═══ PROVIDED INFORMATION

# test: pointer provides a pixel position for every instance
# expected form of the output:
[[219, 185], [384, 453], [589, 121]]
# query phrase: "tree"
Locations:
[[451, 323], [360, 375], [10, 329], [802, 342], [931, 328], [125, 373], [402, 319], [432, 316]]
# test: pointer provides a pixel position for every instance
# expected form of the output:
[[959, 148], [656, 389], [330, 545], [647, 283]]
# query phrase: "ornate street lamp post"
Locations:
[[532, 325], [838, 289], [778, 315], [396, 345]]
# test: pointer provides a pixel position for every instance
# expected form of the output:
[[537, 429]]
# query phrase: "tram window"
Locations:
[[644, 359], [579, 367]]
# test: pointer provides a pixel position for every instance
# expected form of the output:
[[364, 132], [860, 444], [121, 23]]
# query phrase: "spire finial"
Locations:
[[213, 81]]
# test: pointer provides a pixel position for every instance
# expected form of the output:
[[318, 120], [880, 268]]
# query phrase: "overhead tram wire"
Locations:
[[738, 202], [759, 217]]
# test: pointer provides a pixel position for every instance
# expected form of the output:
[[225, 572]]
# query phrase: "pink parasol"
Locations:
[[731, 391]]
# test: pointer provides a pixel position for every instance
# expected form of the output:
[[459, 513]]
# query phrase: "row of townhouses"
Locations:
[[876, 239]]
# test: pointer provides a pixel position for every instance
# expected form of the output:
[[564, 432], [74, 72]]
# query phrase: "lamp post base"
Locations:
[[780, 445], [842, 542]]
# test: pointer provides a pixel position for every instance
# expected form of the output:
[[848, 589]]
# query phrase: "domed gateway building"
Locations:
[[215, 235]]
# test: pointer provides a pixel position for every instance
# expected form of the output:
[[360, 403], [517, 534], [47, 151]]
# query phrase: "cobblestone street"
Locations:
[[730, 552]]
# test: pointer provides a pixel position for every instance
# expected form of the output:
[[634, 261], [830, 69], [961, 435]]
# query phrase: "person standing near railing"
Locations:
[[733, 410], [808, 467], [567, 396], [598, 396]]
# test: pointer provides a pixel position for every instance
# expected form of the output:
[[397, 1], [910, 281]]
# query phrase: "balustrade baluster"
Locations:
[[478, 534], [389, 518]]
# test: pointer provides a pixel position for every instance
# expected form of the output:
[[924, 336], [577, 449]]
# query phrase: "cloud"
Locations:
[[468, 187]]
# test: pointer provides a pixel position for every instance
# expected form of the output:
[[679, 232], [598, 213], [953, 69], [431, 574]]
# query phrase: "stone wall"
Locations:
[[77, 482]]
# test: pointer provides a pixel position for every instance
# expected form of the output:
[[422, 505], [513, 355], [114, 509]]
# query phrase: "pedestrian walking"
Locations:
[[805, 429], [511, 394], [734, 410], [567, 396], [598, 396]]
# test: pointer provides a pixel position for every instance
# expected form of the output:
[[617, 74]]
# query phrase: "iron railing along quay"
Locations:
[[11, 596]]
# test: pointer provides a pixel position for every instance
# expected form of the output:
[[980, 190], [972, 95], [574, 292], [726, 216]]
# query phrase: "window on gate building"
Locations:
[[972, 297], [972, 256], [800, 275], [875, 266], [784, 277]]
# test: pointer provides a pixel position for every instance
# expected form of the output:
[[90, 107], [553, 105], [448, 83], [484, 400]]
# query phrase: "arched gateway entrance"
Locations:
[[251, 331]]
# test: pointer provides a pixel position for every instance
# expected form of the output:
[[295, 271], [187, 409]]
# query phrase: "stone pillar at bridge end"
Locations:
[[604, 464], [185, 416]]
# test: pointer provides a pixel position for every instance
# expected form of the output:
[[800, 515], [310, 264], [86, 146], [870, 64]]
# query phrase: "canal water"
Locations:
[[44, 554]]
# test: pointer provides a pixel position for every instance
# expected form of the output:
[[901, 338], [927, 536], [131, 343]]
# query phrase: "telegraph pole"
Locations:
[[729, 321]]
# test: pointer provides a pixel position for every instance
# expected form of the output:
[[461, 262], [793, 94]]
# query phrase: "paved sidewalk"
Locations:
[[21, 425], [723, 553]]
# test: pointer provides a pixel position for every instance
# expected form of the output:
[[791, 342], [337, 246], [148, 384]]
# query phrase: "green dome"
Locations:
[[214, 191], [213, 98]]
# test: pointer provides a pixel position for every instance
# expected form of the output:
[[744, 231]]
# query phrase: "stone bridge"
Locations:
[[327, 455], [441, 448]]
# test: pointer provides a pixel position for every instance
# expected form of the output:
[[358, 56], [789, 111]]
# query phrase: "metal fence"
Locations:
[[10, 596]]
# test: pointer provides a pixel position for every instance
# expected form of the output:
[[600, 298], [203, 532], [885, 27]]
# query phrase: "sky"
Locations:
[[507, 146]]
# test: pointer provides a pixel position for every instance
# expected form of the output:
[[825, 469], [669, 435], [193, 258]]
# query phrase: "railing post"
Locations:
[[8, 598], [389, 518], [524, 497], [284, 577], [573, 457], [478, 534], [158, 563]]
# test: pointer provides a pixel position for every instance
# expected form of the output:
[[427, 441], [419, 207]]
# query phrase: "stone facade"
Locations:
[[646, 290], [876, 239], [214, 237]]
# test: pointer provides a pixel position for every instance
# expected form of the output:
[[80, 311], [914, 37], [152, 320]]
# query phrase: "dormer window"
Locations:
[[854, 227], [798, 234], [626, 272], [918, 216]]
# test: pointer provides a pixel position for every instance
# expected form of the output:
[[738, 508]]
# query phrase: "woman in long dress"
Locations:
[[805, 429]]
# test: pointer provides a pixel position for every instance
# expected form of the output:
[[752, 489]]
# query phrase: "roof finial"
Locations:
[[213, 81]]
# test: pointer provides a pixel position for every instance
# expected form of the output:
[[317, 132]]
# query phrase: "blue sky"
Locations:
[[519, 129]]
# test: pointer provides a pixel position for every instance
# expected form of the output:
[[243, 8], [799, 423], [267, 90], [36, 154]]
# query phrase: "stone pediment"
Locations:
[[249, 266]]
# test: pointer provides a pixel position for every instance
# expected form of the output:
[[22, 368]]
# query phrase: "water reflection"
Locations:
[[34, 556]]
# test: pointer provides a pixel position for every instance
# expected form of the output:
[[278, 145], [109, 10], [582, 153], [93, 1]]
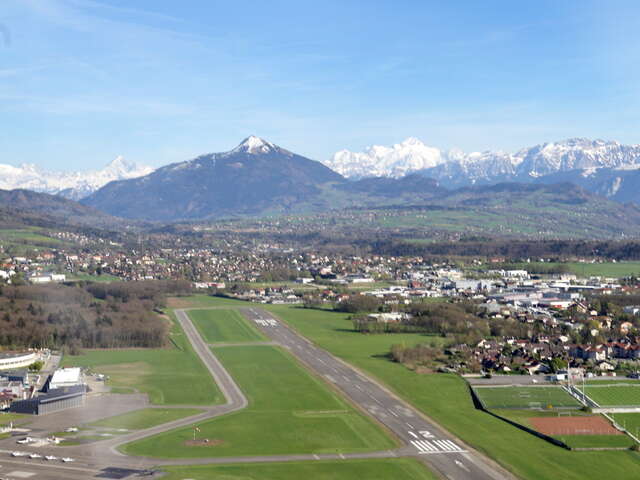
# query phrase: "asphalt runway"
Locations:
[[423, 439]]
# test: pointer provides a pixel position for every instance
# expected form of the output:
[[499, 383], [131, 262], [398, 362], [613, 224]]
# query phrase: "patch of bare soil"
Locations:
[[203, 442]]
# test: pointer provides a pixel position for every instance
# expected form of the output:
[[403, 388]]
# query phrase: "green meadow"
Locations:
[[224, 326], [171, 376], [289, 411]]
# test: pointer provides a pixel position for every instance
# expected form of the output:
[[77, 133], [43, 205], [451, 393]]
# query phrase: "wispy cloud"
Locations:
[[80, 105]]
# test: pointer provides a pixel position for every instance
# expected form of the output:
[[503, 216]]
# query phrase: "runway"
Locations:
[[422, 438]]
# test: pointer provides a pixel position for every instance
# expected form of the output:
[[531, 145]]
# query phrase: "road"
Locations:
[[423, 438]]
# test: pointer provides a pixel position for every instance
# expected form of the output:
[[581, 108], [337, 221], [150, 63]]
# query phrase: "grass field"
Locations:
[[145, 418], [31, 235], [171, 376], [605, 269], [396, 469], [630, 421], [612, 394], [17, 418], [289, 412], [85, 277], [224, 325], [525, 397]]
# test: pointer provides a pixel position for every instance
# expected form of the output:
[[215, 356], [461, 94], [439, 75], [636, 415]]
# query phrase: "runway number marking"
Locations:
[[433, 446]]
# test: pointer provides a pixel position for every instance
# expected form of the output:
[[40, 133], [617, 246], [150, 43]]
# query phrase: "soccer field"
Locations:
[[224, 326], [525, 397], [614, 395]]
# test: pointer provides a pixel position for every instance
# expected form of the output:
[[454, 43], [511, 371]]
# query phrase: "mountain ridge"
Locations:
[[72, 185]]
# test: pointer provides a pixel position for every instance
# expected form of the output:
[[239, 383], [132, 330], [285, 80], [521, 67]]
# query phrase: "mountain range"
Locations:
[[551, 189], [72, 185], [256, 177], [607, 168]]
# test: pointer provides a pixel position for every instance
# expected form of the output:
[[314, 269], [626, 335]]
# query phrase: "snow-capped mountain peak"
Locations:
[[469, 168], [73, 185], [381, 161]]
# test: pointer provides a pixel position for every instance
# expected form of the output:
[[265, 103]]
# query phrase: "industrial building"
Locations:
[[52, 401], [13, 360], [64, 377]]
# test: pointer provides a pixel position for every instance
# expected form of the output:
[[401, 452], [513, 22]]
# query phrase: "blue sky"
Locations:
[[82, 81]]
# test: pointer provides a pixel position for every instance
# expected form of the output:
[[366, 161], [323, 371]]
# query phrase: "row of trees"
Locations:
[[621, 250], [93, 316]]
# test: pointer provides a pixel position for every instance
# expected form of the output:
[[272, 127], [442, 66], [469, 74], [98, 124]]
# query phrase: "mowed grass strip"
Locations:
[[446, 399], [145, 418], [224, 326], [171, 376], [289, 411], [396, 469], [630, 421], [525, 397], [614, 394], [596, 441]]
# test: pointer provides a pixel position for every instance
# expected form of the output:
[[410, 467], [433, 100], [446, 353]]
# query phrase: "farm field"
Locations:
[[171, 376], [289, 411], [606, 269], [630, 421], [575, 428], [396, 469], [85, 277], [222, 325], [614, 394], [145, 418], [525, 397], [446, 399]]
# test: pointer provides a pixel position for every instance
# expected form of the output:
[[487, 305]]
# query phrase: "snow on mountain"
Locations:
[[380, 161], [456, 168], [254, 145], [73, 185]]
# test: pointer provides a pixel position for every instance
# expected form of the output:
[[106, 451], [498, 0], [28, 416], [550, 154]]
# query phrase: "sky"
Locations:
[[161, 81]]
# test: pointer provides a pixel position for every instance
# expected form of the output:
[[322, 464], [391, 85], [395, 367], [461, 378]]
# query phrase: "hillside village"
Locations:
[[523, 322]]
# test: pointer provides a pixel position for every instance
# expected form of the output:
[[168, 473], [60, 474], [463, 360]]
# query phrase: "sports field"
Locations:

══════

TASK PROMPT
Reproduce verbatim the material from its first line through the line containing "[[532, 325], [838, 289], [778, 315], [396, 345]]", with both end lines included.

FINAL RESULT
# test: pointer provides a pixel position for every instance
# expected form of the output:
[[219, 185], [384, 453], [589, 121]]
# query phrase: "tree"
Locations:
[[451, 323], [360, 375], [10, 329], [802, 342], [931, 328], [125, 373], [402, 319], [432, 316]]
# test: pointer provides a pixel position for every instance
# expected form of the output:
[[959, 148], [656, 389], [330, 545], [647, 283]]
# query phrase: "ornate street lamp post"
Locations:
[[532, 325], [838, 289], [778, 315], [396, 345]]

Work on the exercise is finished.